— Brief 1 —
In the passage on passenger pigeon extinction, list every period of the 1800s that is named.
— Brief 2 —
According to the passenger pigeon passage, why could the opening day of dove season also be a day of sadness?
— Brief 3 —
From the passenger pigeon passage, reproduce word for word the text starting with "Mourning 100 years" and going on through "hard to believe.".

— Text passage —
+-------+

Mourning 100 years of passenger pigeon extinction
Monday’s opening of dove season across most of the United States will be celebrated by millions of hunters. The same date could also be looked on with sadness, since it marks 100 years since the last passenger pigeon died in a Cincinnati zoo.
That a bird species once believed to be North America’s most thriving through the mid-1800s could totally vanish from the wild in 50 years is almost hard to believe.
Long fascinated with the birds, I’ve lately come up with these facts.
In the early 1800s, it’s estimated up to 5 billion passenger pigeons lived in the eastern U.S. and Canada. At the time, there were only about 1 billion people on the entire planet. Kansas was at the western fringe of the bird’s range, and there are a few documented specimens or sightings from the 1870s.

+-------+

— Stored records —
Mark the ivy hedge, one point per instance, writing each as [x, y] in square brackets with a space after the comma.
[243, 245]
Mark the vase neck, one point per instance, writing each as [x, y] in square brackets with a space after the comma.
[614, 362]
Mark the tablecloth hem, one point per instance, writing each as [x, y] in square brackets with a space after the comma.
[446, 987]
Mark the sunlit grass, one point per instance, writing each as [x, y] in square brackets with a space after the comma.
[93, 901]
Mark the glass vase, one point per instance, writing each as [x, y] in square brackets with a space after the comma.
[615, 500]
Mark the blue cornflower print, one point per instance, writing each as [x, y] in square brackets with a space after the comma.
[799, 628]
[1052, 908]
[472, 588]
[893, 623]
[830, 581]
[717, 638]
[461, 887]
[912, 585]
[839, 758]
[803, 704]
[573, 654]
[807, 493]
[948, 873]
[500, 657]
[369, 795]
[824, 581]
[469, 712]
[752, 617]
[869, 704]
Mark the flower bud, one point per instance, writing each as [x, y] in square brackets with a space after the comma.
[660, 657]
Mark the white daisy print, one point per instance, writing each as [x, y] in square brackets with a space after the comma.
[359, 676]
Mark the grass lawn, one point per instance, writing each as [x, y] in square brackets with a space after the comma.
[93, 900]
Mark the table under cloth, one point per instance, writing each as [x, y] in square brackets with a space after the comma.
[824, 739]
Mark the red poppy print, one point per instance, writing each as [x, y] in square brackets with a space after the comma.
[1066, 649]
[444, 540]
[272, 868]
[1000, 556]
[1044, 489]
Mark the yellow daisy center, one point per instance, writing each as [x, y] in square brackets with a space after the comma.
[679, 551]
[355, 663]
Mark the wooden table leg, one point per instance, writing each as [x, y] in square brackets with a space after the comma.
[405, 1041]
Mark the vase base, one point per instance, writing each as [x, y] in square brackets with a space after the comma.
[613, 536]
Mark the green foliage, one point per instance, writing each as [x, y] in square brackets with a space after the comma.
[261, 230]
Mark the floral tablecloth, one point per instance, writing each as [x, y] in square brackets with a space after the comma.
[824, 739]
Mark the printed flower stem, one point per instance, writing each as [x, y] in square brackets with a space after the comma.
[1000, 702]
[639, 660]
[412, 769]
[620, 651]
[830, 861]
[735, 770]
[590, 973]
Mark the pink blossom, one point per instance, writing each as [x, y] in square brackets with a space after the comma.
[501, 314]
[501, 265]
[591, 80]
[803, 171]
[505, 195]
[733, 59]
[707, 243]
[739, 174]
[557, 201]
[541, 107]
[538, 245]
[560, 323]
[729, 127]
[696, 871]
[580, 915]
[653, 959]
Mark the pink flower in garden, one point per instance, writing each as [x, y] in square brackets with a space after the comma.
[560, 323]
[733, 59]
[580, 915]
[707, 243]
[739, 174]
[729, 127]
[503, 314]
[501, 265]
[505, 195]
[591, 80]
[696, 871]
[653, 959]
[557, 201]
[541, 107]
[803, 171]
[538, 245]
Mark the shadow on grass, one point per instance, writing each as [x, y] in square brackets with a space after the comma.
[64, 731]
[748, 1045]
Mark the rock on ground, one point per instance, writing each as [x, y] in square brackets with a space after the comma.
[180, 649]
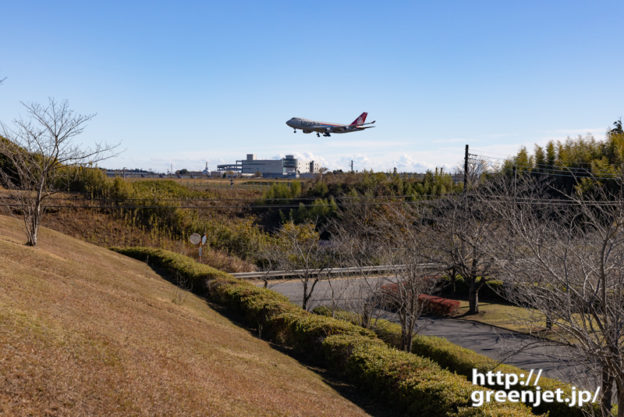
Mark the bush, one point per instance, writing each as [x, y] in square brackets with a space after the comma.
[415, 384]
[459, 359]
[438, 305]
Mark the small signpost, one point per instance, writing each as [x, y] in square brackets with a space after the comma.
[197, 239]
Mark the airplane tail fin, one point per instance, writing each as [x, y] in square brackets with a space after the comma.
[360, 120]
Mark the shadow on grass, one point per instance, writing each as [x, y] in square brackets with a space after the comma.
[367, 402]
[363, 400]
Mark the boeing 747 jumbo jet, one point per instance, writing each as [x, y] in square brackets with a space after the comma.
[309, 126]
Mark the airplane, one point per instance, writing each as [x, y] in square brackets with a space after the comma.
[309, 126]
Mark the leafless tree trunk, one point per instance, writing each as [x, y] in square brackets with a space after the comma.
[407, 245]
[356, 236]
[565, 258]
[298, 248]
[462, 227]
[36, 151]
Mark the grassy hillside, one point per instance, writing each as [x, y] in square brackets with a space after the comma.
[85, 331]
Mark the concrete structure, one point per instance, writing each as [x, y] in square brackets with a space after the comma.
[287, 167]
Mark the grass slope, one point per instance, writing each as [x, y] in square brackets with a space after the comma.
[85, 331]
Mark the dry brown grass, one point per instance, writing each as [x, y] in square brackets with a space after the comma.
[85, 331]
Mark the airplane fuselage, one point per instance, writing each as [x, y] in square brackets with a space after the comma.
[309, 126]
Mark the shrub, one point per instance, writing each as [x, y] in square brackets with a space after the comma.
[415, 384]
[459, 359]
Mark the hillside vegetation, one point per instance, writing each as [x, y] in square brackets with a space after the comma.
[85, 331]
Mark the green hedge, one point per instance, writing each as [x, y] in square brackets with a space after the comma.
[414, 384]
[458, 359]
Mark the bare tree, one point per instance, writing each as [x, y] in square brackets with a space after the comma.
[298, 249]
[37, 150]
[356, 236]
[565, 259]
[463, 227]
[408, 246]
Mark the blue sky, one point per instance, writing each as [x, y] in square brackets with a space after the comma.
[187, 82]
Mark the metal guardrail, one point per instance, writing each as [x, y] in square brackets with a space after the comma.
[327, 271]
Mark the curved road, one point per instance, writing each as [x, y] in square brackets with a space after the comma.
[513, 348]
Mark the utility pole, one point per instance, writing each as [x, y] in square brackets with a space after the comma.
[466, 170]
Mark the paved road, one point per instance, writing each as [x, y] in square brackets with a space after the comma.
[503, 345]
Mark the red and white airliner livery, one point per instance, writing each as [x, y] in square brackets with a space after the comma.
[309, 126]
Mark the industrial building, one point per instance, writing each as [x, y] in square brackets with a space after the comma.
[287, 167]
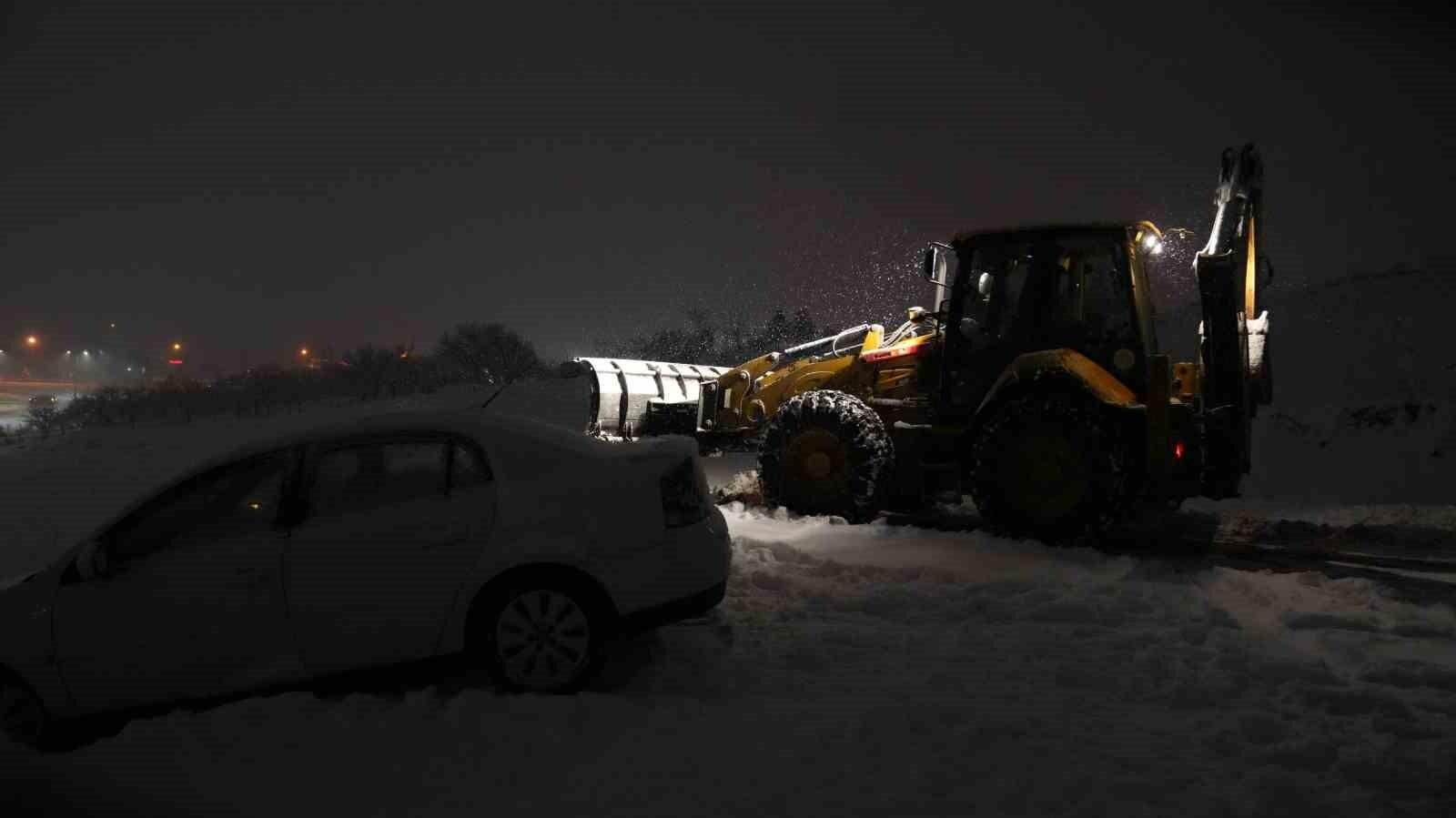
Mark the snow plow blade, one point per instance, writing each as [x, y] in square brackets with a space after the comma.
[632, 398]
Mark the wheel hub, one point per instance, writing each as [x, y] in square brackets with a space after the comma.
[817, 470]
[543, 640]
[817, 465]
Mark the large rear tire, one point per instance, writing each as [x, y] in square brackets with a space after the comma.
[826, 453]
[1052, 465]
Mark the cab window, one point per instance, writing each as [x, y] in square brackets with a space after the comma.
[232, 501]
[468, 468]
[378, 473]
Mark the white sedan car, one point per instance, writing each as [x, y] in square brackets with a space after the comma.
[380, 541]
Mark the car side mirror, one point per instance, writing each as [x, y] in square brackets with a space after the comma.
[92, 562]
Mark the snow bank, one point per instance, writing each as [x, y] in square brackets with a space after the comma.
[871, 672]
[858, 670]
[1378, 453]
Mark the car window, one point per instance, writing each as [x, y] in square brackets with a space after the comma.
[371, 475]
[468, 469]
[235, 500]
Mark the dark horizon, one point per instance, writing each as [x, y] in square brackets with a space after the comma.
[251, 182]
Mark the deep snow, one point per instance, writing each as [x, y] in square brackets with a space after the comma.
[852, 670]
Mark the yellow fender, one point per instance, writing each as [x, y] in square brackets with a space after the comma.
[1098, 381]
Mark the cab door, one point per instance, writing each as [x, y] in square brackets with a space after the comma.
[986, 328]
[189, 601]
[390, 530]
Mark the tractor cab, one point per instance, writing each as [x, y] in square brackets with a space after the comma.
[1081, 288]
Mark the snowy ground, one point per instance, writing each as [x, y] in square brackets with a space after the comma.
[852, 670]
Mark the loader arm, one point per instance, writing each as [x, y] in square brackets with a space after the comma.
[1234, 361]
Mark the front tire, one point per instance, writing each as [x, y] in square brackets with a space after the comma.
[1050, 465]
[24, 718]
[542, 636]
[826, 453]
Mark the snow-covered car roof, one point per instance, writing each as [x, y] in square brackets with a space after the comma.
[543, 441]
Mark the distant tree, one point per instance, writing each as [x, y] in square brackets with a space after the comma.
[43, 419]
[488, 352]
[370, 369]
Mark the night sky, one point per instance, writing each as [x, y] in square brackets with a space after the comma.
[376, 172]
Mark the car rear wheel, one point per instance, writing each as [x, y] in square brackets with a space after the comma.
[22, 715]
[541, 638]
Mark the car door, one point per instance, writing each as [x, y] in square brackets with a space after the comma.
[390, 529]
[189, 603]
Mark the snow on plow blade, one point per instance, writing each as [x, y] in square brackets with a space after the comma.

+-------+

— Task response 1 —
- mid-1800s
- early 1800s
- 1870s

— Task response 2 —
That date marks 100 years since the last passenger pigeon died in a Cincinnati zoo.

— Task response 3 —
Mourning 100 years of passenger pigeon extinction
Monday’s opening of dove season across most of the United States will be celebrated by millions of hunters. The same date could also be looked on with sadness, since it marks 100 years since the last passenger pigeon died in a Cincinnati zoo.
That a bird species once believed to be North America’s most thriving through the mid-1800s could totally vanish from the wild in 50 years is almost hard to believe.